# [Work instructions]
Ignoring every picture, transcribe the data in full as it stands.

[Referring expression pointing data]
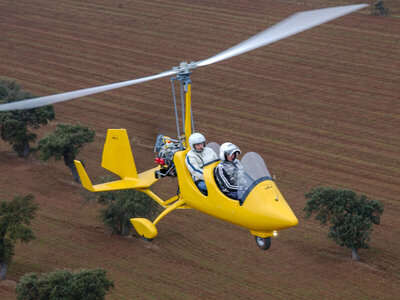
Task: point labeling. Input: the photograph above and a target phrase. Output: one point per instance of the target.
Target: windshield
(255, 171)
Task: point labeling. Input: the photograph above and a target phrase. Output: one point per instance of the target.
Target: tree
(15, 216)
(123, 205)
(351, 217)
(66, 142)
(379, 9)
(63, 284)
(14, 124)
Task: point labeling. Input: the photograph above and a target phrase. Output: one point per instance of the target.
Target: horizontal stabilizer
(143, 181)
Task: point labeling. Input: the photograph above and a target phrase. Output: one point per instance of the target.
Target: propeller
(292, 25)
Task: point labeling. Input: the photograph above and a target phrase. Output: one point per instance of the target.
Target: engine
(165, 149)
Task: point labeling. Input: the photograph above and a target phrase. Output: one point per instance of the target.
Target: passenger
(199, 156)
(229, 170)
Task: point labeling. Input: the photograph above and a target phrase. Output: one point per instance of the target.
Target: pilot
(199, 156)
(229, 170)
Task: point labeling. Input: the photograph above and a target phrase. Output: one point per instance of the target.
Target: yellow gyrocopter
(261, 208)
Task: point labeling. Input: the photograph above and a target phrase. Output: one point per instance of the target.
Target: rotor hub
(185, 67)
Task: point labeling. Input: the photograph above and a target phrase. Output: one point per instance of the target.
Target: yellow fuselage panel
(263, 210)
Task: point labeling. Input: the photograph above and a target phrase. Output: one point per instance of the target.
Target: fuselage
(263, 210)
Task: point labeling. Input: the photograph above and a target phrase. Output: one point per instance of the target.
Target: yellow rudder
(117, 154)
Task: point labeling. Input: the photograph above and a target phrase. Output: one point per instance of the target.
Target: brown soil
(321, 107)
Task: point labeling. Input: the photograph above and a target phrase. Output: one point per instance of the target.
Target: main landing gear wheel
(263, 243)
(146, 239)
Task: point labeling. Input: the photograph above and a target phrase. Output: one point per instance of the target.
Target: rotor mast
(186, 89)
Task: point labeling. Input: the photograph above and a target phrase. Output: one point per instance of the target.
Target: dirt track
(321, 107)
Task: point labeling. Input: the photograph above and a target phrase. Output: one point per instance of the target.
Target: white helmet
(197, 138)
(228, 149)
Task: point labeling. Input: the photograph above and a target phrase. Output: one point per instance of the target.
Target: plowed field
(321, 107)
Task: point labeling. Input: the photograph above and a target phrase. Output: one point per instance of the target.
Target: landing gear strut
(263, 243)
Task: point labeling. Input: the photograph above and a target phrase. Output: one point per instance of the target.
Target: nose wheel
(263, 243)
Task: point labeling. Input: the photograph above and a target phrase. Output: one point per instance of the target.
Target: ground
(321, 107)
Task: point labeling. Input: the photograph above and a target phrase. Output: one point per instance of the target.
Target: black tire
(263, 243)
(146, 239)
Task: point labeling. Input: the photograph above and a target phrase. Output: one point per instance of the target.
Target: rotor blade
(294, 24)
(46, 100)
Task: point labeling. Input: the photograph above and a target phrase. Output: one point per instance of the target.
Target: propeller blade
(294, 24)
(46, 100)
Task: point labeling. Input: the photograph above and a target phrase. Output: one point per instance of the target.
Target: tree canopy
(64, 284)
(15, 218)
(123, 205)
(351, 216)
(65, 142)
(14, 124)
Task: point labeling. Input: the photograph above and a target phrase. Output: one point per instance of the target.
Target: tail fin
(117, 158)
(117, 154)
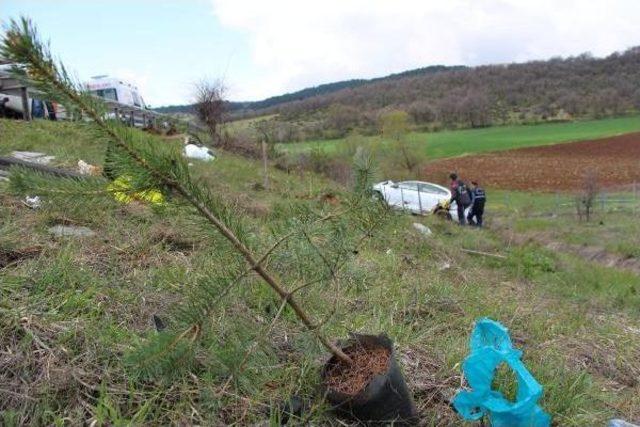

# [Output for this task]
Task: point labeling. Input: the photograph above and a target phrase. Output: one point per instance of the target.
Target: windshield
(255, 171)
Task: point labeling. Input: the photograph above and a target phrase. Output: one point per instance of the target.
Target: tree
(15, 216)
(123, 205)
(351, 217)
(66, 142)
(379, 9)
(63, 284)
(14, 124)
Task: point labeling. Input: the photograph above and a target phrase. Output: one point per instance of the target.
Target: horizontal stabilizer
(143, 181)
Task: point labeling. Input: the photograph above and a target phrase. Output: one point per instance of the target.
Target: propeller
(292, 25)
Task: point labeling. Input: the photograph above and a target phrase. Output: one point per instance of the target.
Target: engine
(165, 149)
Task: point labeling. Input: the photograph above and a target phrase. Output: one point per instance of the target.
Target: passenger
(199, 156)
(229, 170)
Task: point labeling. Input: the photograph above and a target phrase. Output: one point per instance of the target.
Target: pilot
(199, 156)
(229, 170)
Task: point labeling. Input: the photograph above and a target phrase. Output: one point per instance of the target.
Target: yellow gyrocopter
(261, 208)
Task: point labeling. Input: the photograph above and a target phrase. Output: one point per instance of the target.
Target: rotor hub
(185, 67)
Task: point labeling. Input: the photograph above and a target phrase. Output: one point per instance of the target.
Target: yellow fuselage panel
(263, 210)
Task: point labeling. Input: the photograph above and a target phrase. Output: one point per instance of the target.
Target: fuselage
(263, 210)
Task: point labeling. Input: the photograph above and a target phrase. Output: one point per instance of the target.
Target: yellow rudder
(117, 154)
Task: point labeling. Input: the photograph above and a target phrase. Output: one point per instance of the target.
Target: brown soil
(321, 107)
Task: point labeling. Input: the photograph above and a target phrase. Output: one point per instance of the target.
Target: main landing gear wheel
(263, 243)
(146, 239)
Task: point labeling. Input: the photograph above and a target phrase. Output: one point per instance of the target.
Target: rotor mast
(186, 89)
Task: point labeling. Input: the photograph above and a target phrase. Output: one point per instance of the target.
Target: dirt track
(321, 107)
Task: point labeling. Input: the photograph above and a target phrase. Output: one point per instance of the target.
Target: white helmet
(197, 138)
(228, 149)
Task: point labeling. Input: the photograph above and a target phrase. Output: one point per instance of the target.
Target: plowed field
(321, 107)
Task: point labeling. Input: the photograph above and a target phrase. Output: one point per instance of the target.
Target: landing gear strut
(263, 243)
Task: point labeling. Input: the photograph above and a target phrase. Output: one point per instance of the target.
Target: nose wheel
(263, 243)
Task: point labeling. Input: the photograph above and a target phrase. Output: one point per instance of the target.
Target: ground
(321, 107)
Task: point labeling. Input: the photograph above and a target phrase. Output: one point per instance of the target.
Target: black tire
(263, 243)
(146, 239)
Task: point labeling. Input: the photograph above and a target phrase. Output: one point per instance of the target.
Target: rotor blade
(294, 24)
(46, 100)
Task: point labeling. Input: the photograph above and a target phrase. Output: one point per instance of the target.
Target: propeller blade
(294, 24)
(46, 100)
Task: point labeling. Input: the photograph above and a target phrase. Output: one point per instance of the target.
Target: tree canopy
(64, 284)
(15, 218)
(123, 205)
(351, 216)
(65, 142)
(14, 124)
Task: point labeling. Input: the photograph above and a target phrase. Output: one point per instance of the target.
Target: tail fin
(117, 158)
(117, 154)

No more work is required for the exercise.